Supplied text
= = = =
# Diet Ideas



## Parki79 (Aug 22, 2011)

As my gains have slowed down but are pretty steady just looking to alter my diet which has done me up to now but a few ideas as to perhaps why its not great would help. I dont have a big appetite and looking to grow a bit more.

Im 5'10" and just over 12 stone.

This week I have been having :-

9am Oats & Milk + Protein shake on my way to work

12:00 - Baked Potato with 2 fillings. Apple.

3:00 - Cashew Nuts or Go Natural Bar

6:00 - Pasta meal or Chicken and Carbs

8:00 - Post Workout Protein Shake

11:00 Cottage cheese and brown bread.

How am I best tweaking this as I know it isnt great and I need to take my diet more seriously as I feel its now the main thing holding me back.


----------



## Vibora (Sep 30, 2007)

Diet isn't too bad.

What are those fillings with your baked potato? If not protein based, Id add some in here and maybe also add a shake with your 3pm meal.


----------



## Parki79 (Aug 22, 2011)

With the jacket spud I tend to have bolognese or chilli with cheese. I could substitute this for other things but I go out for my food but there is a good selection.

I could easily have a shake with meal 2. Is there anything else I can have as a snack for meal 2 that is high in protein even though there are no cooking or fridge facilities where I work?

What protein source would be good to add to meal 3 any suggestions?

Cheers for the feedback guys any tweaks I can do then it will help me on my way so I do appreciate it


----------



## mark22 (Jul 13, 2011)

I always find a tub of quark with a scoop of protein powder mixed in is a good snack, specially if you chuck some fruit in there. I get frozen berries from the coop. About 54g protein right there and 300 cals, or you could use 0% fromage frais to lower both slightly. I usually have this before bed but could be a snack any time.
= = = =
Given records

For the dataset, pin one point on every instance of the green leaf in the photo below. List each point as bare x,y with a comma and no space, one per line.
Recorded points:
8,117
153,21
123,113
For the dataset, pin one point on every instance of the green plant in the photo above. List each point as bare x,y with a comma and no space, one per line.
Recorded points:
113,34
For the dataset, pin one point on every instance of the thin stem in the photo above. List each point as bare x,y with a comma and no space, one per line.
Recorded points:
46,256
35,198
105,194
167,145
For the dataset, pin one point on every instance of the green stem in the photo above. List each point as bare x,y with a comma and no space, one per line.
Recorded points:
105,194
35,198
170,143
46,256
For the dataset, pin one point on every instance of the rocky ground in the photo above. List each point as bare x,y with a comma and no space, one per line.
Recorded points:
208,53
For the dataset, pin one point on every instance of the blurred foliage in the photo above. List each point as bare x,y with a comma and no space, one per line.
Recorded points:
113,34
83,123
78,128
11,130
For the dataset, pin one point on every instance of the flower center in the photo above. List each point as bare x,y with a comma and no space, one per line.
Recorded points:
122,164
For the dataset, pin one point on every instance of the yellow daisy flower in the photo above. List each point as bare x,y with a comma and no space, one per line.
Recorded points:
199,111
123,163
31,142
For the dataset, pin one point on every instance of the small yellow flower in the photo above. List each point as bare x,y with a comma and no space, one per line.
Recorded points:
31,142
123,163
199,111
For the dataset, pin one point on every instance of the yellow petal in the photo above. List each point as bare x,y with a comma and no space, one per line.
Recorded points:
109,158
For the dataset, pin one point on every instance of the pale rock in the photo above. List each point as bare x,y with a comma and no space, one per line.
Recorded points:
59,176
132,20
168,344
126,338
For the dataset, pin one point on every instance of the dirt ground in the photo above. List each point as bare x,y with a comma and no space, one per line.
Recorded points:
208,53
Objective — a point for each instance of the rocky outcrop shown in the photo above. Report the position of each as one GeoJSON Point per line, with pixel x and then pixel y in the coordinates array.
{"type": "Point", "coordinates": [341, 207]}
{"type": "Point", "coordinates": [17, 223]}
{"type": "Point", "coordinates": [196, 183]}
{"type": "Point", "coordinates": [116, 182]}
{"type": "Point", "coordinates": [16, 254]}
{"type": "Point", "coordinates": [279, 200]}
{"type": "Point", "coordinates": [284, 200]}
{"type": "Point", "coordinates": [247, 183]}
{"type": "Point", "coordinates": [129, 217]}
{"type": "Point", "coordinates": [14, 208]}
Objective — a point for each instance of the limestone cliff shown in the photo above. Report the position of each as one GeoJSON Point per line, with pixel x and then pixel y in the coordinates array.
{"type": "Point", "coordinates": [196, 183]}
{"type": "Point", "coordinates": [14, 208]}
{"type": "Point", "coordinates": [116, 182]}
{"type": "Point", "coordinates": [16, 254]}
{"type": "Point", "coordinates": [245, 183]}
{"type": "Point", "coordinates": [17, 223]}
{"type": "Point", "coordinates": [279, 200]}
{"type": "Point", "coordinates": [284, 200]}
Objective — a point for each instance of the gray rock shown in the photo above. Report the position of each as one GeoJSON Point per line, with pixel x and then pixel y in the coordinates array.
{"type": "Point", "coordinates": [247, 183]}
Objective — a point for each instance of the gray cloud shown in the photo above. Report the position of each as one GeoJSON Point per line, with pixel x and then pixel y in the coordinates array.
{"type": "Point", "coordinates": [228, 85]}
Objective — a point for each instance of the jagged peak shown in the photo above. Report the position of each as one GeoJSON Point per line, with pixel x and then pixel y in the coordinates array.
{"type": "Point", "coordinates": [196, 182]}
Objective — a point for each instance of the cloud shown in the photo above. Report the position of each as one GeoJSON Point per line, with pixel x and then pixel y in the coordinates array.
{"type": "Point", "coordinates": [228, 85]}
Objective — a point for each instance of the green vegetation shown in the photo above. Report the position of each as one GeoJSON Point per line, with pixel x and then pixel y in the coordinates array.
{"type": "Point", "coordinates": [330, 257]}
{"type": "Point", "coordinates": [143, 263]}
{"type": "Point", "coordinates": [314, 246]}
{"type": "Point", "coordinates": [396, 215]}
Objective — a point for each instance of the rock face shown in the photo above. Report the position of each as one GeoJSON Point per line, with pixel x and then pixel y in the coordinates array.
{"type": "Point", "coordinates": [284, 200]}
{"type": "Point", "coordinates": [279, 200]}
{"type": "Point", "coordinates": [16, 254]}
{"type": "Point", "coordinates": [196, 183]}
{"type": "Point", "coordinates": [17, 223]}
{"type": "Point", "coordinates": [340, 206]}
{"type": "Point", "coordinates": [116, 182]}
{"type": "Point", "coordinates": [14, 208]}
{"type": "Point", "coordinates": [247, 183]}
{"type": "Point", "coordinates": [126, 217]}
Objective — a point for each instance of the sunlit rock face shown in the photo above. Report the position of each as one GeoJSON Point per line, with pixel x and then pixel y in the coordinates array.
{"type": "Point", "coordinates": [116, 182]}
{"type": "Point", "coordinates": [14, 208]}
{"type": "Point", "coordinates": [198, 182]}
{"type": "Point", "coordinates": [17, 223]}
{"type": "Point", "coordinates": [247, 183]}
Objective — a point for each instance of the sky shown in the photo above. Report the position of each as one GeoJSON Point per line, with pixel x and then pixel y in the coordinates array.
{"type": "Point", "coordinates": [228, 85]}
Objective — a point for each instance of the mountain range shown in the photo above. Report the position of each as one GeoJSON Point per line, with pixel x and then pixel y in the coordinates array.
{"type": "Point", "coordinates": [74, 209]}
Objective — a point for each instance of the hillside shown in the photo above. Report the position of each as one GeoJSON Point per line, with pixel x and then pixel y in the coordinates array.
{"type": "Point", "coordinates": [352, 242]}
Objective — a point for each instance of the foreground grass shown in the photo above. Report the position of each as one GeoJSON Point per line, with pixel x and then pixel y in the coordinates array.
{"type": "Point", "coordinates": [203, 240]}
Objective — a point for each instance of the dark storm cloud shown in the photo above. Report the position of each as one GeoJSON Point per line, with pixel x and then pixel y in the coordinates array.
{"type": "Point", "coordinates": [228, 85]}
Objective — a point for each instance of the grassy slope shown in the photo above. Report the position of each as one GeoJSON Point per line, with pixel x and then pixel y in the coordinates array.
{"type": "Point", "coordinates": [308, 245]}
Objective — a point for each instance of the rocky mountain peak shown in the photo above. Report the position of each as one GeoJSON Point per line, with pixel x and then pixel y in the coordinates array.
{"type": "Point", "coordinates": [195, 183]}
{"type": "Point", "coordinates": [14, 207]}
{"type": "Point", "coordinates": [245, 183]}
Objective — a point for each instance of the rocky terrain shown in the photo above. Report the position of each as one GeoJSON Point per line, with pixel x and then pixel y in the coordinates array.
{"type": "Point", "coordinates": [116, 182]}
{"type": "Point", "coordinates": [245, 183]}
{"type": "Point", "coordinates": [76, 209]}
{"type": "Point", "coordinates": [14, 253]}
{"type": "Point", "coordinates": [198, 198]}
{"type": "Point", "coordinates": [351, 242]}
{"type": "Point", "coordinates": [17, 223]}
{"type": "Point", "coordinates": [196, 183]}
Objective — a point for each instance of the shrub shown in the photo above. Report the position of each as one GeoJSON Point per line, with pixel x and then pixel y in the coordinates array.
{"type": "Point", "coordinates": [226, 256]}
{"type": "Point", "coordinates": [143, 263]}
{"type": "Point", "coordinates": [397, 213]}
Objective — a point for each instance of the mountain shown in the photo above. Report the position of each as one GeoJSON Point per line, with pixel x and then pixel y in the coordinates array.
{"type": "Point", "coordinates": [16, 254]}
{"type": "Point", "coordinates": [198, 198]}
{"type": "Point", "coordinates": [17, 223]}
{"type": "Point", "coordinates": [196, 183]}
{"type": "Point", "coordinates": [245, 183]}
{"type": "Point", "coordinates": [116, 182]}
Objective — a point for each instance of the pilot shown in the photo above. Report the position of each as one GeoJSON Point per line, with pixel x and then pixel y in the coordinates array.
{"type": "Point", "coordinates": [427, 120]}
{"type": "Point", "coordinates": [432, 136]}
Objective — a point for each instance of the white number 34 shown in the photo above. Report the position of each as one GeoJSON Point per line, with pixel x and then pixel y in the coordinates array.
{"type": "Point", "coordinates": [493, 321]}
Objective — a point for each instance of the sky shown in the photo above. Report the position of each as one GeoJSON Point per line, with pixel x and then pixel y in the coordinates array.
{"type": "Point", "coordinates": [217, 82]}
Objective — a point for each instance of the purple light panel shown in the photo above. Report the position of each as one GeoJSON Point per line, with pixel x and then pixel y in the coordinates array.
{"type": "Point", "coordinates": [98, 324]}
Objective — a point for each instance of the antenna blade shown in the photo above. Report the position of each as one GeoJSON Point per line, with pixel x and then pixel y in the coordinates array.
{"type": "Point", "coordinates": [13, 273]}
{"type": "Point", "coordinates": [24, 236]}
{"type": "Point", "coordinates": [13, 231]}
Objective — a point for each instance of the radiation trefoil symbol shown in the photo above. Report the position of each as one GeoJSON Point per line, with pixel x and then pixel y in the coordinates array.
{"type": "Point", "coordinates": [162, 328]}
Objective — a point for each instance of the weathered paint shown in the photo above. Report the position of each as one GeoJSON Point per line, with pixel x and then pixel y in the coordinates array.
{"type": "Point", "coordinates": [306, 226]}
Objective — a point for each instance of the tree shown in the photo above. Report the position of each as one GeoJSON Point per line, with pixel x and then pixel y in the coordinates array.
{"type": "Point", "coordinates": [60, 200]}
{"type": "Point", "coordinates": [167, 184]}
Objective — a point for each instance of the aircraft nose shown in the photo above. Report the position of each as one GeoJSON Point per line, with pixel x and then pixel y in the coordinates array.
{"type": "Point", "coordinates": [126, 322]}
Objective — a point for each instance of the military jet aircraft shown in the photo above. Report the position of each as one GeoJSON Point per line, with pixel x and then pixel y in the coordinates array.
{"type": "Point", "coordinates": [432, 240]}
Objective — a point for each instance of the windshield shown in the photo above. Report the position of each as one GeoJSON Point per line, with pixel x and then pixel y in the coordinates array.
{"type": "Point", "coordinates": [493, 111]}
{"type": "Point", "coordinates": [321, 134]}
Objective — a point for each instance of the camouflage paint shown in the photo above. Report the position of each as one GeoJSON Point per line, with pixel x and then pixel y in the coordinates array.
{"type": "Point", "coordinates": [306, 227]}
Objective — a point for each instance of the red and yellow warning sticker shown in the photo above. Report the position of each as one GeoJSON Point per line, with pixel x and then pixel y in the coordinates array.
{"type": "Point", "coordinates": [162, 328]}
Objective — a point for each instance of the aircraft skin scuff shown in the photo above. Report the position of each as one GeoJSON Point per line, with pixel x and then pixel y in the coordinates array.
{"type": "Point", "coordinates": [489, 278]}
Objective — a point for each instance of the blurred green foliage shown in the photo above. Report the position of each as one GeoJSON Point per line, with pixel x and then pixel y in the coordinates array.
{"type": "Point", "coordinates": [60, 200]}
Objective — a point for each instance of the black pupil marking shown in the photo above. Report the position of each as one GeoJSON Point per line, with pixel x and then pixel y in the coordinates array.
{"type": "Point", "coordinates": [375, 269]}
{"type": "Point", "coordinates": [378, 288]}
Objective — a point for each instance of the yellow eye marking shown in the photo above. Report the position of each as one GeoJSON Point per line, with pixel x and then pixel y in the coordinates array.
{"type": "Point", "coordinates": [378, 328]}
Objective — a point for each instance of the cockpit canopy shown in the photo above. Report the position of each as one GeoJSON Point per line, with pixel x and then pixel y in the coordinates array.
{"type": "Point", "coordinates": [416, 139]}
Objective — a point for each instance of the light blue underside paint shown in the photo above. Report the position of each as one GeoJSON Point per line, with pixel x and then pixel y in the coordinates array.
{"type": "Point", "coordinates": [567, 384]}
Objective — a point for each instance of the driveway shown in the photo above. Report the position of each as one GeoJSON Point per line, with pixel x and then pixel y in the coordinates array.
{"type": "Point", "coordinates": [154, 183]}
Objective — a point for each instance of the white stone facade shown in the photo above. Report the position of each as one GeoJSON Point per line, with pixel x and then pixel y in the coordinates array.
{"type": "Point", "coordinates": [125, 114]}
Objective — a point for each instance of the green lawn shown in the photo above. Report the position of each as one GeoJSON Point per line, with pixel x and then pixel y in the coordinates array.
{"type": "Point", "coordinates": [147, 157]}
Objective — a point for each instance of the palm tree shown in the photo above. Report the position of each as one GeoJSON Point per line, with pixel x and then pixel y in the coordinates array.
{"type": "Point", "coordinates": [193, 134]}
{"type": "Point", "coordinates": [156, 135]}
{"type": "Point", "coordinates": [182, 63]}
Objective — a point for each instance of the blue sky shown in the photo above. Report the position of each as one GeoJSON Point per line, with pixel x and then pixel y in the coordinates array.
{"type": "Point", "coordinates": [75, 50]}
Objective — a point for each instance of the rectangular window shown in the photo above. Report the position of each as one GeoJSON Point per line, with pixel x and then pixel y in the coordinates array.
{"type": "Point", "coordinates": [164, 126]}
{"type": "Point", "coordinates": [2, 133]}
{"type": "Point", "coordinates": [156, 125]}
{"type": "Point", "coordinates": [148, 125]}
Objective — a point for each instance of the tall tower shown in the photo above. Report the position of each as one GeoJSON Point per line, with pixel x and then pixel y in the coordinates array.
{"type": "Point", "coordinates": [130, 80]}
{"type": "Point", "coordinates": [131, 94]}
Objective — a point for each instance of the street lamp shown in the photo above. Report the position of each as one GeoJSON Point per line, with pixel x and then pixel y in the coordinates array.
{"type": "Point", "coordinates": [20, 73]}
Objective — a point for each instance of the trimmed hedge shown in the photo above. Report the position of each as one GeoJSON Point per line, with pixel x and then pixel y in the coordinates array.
= = = =
Exercise directions
How would the diet ideas thread go on after mark22's post about quark and protein powder? Write its continuation. The records are separate from the diet ideas thread.

Answer area
Olive oil is another good way to up your calories. stick it in a shake or pour it over a salad or your pasta.


----------



## Parki79 (Aug 22, 2011)

I have been meaning to try that Quark as I am getting a bit sick of cottage cheese. I have started adding olive oil to potatoes.

Will probably get some oats to go with my shakes too and hopefully that will make a difference.

Suppose I just need to get something better at 3pm that willl keep at work as thats when I am losing out.


----------



## 1010AD (May 30, 2009)

Parki79 said:


> This has been the basis of it for this week.
> 
> omelette with 2 wholemeal toast (at home for breakfast)
> 
> ...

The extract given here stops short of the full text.